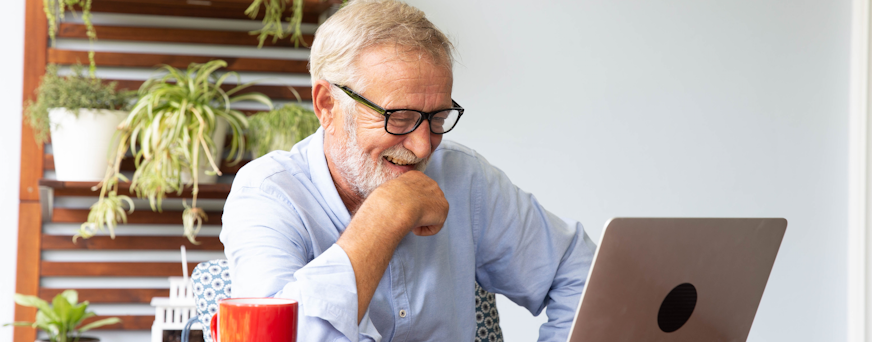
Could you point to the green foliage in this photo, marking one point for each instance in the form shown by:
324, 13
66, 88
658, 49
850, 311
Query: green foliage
74, 92
61, 319
280, 128
272, 20
168, 129
54, 12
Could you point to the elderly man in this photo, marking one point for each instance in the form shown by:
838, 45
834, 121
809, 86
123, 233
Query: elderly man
377, 226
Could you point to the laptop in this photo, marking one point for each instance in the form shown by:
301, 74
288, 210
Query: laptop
677, 279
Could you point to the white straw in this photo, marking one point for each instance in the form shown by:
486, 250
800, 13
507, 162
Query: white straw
184, 266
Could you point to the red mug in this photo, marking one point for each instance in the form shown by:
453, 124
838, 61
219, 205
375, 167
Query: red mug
255, 319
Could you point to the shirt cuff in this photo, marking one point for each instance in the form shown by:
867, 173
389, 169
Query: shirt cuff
328, 290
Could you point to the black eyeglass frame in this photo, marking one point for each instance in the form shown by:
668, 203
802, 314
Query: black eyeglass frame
387, 112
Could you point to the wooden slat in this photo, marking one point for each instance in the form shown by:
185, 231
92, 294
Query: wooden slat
273, 92
173, 35
127, 322
102, 242
141, 216
203, 9
27, 272
95, 296
112, 269
128, 164
84, 189
142, 60
29, 218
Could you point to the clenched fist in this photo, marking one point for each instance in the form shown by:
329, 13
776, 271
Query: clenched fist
412, 201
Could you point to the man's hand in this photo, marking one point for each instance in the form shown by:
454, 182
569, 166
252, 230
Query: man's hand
411, 202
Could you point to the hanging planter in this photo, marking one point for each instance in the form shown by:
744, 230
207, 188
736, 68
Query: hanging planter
172, 129
81, 142
81, 115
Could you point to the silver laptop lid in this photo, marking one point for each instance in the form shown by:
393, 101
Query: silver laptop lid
677, 279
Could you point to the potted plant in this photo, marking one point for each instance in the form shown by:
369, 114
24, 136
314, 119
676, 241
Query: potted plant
62, 318
54, 13
172, 130
280, 128
81, 113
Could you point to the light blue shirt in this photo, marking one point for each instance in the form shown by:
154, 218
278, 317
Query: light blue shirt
284, 215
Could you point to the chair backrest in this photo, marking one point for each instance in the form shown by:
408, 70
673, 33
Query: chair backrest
211, 283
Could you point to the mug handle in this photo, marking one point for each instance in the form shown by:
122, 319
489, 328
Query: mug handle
213, 327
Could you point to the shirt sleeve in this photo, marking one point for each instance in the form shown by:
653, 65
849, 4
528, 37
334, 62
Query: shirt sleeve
267, 246
528, 254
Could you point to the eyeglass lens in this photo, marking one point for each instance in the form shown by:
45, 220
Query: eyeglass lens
404, 121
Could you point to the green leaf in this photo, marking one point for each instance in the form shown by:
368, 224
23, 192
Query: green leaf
71, 295
31, 301
100, 323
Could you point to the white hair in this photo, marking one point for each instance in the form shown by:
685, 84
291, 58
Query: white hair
362, 24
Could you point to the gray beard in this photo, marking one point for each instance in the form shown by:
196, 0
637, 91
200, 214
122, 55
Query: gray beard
362, 173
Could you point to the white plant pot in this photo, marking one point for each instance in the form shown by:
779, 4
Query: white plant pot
82, 143
218, 137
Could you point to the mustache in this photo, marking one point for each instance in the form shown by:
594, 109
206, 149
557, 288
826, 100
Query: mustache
401, 153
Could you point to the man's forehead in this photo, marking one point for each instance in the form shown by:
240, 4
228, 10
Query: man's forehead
400, 62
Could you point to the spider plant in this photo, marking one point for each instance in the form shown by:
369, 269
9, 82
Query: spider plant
169, 131
272, 20
61, 319
74, 92
54, 13
280, 128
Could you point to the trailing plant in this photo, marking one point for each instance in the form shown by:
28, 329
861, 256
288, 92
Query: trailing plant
272, 20
62, 318
169, 131
54, 12
73, 92
280, 128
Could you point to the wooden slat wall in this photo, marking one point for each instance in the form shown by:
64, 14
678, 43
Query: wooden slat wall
143, 60
29, 220
34, 243
174, 35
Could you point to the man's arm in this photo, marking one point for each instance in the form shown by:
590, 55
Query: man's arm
269, 246
412, 202
530, 255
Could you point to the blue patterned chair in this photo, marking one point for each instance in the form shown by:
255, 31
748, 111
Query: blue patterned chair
211, 283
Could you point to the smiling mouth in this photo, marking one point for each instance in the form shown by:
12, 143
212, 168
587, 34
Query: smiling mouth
398, 162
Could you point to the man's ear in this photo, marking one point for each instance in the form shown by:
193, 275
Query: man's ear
324, 105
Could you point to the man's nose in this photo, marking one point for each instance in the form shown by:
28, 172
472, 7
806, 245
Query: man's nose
418, 141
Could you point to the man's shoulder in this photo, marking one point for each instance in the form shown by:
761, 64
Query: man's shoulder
272, 165
457, 152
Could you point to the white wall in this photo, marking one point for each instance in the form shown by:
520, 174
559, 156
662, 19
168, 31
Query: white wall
12, 59
671, 108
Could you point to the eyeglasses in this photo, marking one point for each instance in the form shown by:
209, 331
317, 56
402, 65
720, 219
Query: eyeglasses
405, 121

○ ○ ○ ○ ○

- [To do]:
Images must not appear in the copy; reproduce everything else in the records verbatim.

- [Output]:
Could you point to the green foliage in this photo, marking one point for each instance in the form shown by:
324, 13
66, 88
658, 49
850, 311
Query: green foliage
74, 92
61, 319
280, 128
272, 20
168, 129
54, 12
Could you point to the elderly man in this photo, marking one point for each instance in the form shown by:
838, 45
834, 121
809, 86
123, 233
Query: elderly man
377, 226
Could you point to the laptop in this photo, marking one point for each instance in the form shown by:
301, 74
288, 210
Query: laptop
677, 279
Could you point to the white straw in this photo, marking one point for each instance in the form shown by:
486, 250
800, 13
507, 162
Query: white straw
184, 266
Could you point to the red mug in this photo, marking one point for each instance in the form shown by:
453, 124
838, 61
219, 205
375, 167
Query: red mug
255, 319
Could you point to the shirt cuff in this photo, marking one point for each instance in the form shown by:
867, 173
389, 169
Query: shirt cuff
328, 290
Could you point to the black eyeglass frame in this photo, marking one point for each instance in the form shown by:
668, 203
802, 314
Query: black eyeglass frame
387, 112
Could you point to the wooden slat in this photo, marking one point for each instance in the form shown by:
185, 231
92, 294
Query: wooden slat
273, 92
173, 35
127, 322
102, 242
141, 216
203, 9
27, 272
95, 296
112, 269
128, 164
84, 189
142, 60
29, 218
Could you point to the clenched fist in this photo, marking one point for each instance in the form shown by:
329, 13
776, 271
Query: clenched fist
412, 201
Could you point to the man's hand in this photo, marking one point for each instance in the form shown by:
454, 182
569, 166
252, 230
Query: man's hand
411, 202
Could you point to the hanging planter in this photo, marking one point for each instance in the form shown by:
744, 230
207, 188
736, 68
Query: hanging planter
172, 129
81, 142
81, 115
Could you point to the silver laptop lid in this photo, marking one point for each instance in the form shown by:
393, 101
Query: silver laptop lid
677, 279
Could you point to the potted plant in this photo, marking one point for each instance in the form shown by:
369, 114
24, 136
314, 119
676, 241
Query: potted plant
62, 318
54, 13
172, 130
280, 128
81, 113
Could you point to the light blue shirt in this photo, marking one point for each instance in the form shown by:
154, 218
278, 317
Query: light blue shirt
284, 215
Could you point to the chair backrest in this photo, marking one point for each instance in the form shown by:
408, 70
673, 33
Query: chair backrest
211, 283
Could you point to the mug handle in this photo, marking one point for each instance in the form shown by:
122, 319
489, 328
Query: mug handle
213, 327
Could you point to the shirt sleeve in this photo, marking one point for each instance in the form shown by:
653, 65
849, 4
528, 37
334, 62
Query: shirt sleeve
267, 246
528, 254
Could you point to the eyeglass lens in this photo, marking one point for each instance in the form shown by:
45, 220
Query: eyeglass lens
404, 121
Could you point to the green leaf in this photo, marking one point for each instance in the form shown by:
368, 224
23, 192
Query: green leaf
71, 295
31, 301
100, 323
Could you point to the white hair in this photo, marking one point for each instance in the form shown by:
685, 84
291, 58
Query: white hair
362, 24
Could you point to the gray beard in this photo, marking one point for each instance in the form shown by:
196, 0
637, 91
200, 214
122, 55
Query: gray beard
362, 173
Could you point to the white plant pot in this photo, marking one point for each instance in the form shown by:
779, 4
Query: white plant pot
82, 143
218, 137
Could you point to the mustache in this photo, marking one point for each instance in the form shown by:
594, 109
206, 149
557, 288
826, 100
Query: mustache
401, 153
Could you point to the man's forehead in this photo, marking one point for each instance in the form shown by:
240, 4
228, 10
Query: man's forehead
400, 62
Could you point to the spider plant in this photo, marking one point for each instance in the form shown by:
369, 269
9, 82
Query: spider plant
169, 131
272, 20
61, 319
74, 92
54, 13
280, 128
Could you point to the trailing plant in this photo, marking one point for each instance in the form shown by:
28, 329
861, 256
288, 92
Query: trailing plant
272, 20
62, 318
169, 131
54, 12
73, 92
280, 128
Could you point to the wooden slat wall in this photo, marking one point for each instance in the form shown by:
64, 14
678, 43
Query: wooden slat wall
143, 60
29, 220
34, 243
174, 35
Could you point to the man's arm in this photo, marking one point for each instance in the form shown by:
590, 55
Query: man's arm
269, 246
412, 202
530, 255
Could you point to the blue patterned chair in this photo, marking one point for each instance in the form shown by:
255, 31
748, 111
Query: blue patterned chair
211, 283
Could you point to the smiling mouth in this photo, marking one point for each instance in the form shown by:
12, 143
212, 168
587, 34
Query: smiling mouth
398, 162
Could you point to the man's ear in this photo, marking one point for each instance in the form shown by:
193, 275
Query: man's ear
324, 105
Could you point to the man's nose in this photo, marking one point for each instance in the form shown by:
28, 172
472, 7
806, 245
Query: man's nose
418, 141
Could you point to the man's shoulder in this photo, marking one point for each instance in the form shown by:
761, 64
Query: man's shoulder
272, 165
457, 152
Could you point to the white wall in this photo, marking one point for each instance in the form shown by:
520, 174
559, 156
662, 19
168, 31
Query: white wall
12, 59
671, 108
Could you point to the eyeglasses in this photo, marking one point for each instance in the form shown by:
209, 331
317, 56
402, 65
720, 219
Query: eyeglasses
405, 121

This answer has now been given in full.